▶ AIM: Rewrite everything from the line containing "Task: kindly identify the tabby" down to the end of the records, requests included, and scale every answer coordinate by 2.2, rounding to whole numbers with halves going up. Leave the requests and their sample coordinates as they are.

* * * *

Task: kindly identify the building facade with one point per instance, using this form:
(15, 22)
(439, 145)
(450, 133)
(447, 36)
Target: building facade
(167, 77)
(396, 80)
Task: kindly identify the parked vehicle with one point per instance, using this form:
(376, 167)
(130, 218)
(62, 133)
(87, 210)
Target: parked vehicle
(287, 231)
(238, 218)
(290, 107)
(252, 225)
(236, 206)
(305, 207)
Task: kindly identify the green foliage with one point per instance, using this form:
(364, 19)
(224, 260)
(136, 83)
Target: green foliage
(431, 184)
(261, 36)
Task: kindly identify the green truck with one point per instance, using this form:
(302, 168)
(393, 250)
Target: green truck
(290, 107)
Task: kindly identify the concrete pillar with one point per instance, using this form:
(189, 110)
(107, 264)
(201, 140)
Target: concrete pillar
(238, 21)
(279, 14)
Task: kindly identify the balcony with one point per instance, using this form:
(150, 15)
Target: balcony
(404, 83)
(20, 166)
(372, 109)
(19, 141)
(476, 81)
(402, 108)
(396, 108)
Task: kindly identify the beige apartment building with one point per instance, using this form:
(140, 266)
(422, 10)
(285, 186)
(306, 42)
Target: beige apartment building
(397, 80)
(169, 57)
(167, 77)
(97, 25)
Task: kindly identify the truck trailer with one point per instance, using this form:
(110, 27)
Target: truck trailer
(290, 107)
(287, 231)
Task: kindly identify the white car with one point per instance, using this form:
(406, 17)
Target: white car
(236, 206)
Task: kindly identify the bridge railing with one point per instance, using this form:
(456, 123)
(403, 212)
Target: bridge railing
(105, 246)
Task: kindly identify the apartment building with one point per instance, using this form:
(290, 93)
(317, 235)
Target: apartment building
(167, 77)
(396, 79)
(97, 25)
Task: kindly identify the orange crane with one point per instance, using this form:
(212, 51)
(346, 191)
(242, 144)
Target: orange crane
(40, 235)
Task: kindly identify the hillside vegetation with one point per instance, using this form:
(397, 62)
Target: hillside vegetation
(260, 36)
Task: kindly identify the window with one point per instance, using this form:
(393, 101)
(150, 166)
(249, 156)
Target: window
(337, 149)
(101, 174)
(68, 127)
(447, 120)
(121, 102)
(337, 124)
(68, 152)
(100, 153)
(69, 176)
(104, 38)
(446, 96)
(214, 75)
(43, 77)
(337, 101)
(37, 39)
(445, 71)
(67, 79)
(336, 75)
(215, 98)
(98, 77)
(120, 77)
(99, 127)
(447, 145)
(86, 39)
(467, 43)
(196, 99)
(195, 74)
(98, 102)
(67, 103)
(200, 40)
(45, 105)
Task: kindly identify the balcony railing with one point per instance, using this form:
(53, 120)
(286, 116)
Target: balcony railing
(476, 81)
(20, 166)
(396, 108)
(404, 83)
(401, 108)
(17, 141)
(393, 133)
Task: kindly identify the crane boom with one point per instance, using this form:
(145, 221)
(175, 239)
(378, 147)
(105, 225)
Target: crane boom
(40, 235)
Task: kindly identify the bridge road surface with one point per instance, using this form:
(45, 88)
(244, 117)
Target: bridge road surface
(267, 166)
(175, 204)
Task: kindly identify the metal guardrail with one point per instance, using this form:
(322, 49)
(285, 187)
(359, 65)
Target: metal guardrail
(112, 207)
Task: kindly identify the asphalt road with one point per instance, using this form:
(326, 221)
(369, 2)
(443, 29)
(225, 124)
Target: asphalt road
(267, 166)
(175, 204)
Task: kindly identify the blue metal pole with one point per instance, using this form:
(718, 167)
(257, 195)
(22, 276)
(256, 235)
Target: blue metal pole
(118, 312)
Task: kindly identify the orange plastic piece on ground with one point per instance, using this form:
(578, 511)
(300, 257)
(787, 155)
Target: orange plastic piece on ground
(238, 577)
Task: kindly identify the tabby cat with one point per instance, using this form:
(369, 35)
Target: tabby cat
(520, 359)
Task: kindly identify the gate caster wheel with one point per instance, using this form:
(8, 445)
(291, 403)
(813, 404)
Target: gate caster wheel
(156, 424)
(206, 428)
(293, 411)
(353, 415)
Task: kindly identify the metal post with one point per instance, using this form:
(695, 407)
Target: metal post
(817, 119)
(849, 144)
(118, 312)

* * * *

▶ CORRECT ANSWER:
Task: kindly identify the tabby cat with one point per instance, using this form:
(369, 35)
Target: tabby cat
(1144, 790)
Task: kindly identify the gate caster wheel with one point per instance, using this form:
(8, 445)
(291, 403)
(813, 404)
Target: gate caster wheel
(343, 933)
(453, 942)
(645, 904)
(777, 913)
Task: kindly identify the metal post with one point per instance, using this form:
(695, 407)
Target: metal post
(1797, 262)
(1868, 317)
(260, 686)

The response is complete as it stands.